◆ PROBLEM A: In the passage on PHP framework scalability, can you revise the span between "Many PHP frameworks" and "caching would help?", inclusive, so that "Silex" is replaced with "Symfony"?
◆ PROBLEM B: Which data sources does the passage on PHP framework scalability mention by name?
◆ PROBLEM C:
Answer these questions about the passage on PHP framework scalability:
(i) How many pages does the imagined project in the Silex example have?
(ii) What are many MVC frameworks said to be used to doing?
(iii) What should you tell someone who asks which PHP framework is the fastest?

Output caching helps you to cache either parts of the page or all the page completely. Many MVC frameworks wouldn’t have sufficient support for implementing output caching, because they are used to “echo” things out. As developer it becomes your burden to collect output into buffer and build logic for substitution and keeping cache up-to-date.
A scalable framework should handle both tasks flexibly and consistently. It should allow you to exchange your expensive data source (SQL, JSON) with a faster data source such as Memcache gracefully and transparently.
The framework should be equally good at letting you substitute whole areas of the page with a static alternatives without loosing functionality and requiring you to go under the hood of page routing or loosing any dynamic functionality on your page.

Conclusion

Many PHP frameworks sucks at properly understanding scalability principles. Look into a Silex framework and imagine that your project has 200 pages. On every page request, it will execute 200 matching pattern checks which are NOT based on regular expression. How is that scalable? Possibly another caching would help?
I am saddened by the state in which PHP frameworks are today and I believe there are many things which can be improved. I also believe that developers can be educated to have a good judgement and understanding of scalability.
There is huge potential for the next generation of PHP frameworks and I strongly encourage you to write and talk about it.
So should someone ask you, “what PHP framework is the fastest” — tell them that they are all slow, but some of them are “scalable”.

◆ SUPPLIED DATA:

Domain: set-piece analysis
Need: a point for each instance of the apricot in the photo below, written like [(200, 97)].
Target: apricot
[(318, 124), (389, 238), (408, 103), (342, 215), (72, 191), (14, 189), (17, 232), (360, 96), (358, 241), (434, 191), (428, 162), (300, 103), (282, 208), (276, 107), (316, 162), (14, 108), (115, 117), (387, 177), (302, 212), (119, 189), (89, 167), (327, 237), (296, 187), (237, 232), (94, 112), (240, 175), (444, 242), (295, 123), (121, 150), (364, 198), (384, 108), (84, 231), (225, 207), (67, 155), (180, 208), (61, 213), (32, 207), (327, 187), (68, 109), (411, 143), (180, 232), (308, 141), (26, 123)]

◆ CORRECT RESULT A:
Many PHP frameworks sucks at properly understanding scalability principles. Look into a Symfony framework and imagine that your project has 200 pages. On every page request, it will execute 200 matching pattern checks which are NOT based on regular expression. How is that scalable? Possibly another caching would help?

◆ CORRECT RESULT B: SQL, JSON, Memcache

◆ CORRECT RESULT C:
(i) 200 pages.
(ii) "Echo" things out.
(iii) That they are all slow, but some of them are "scalable."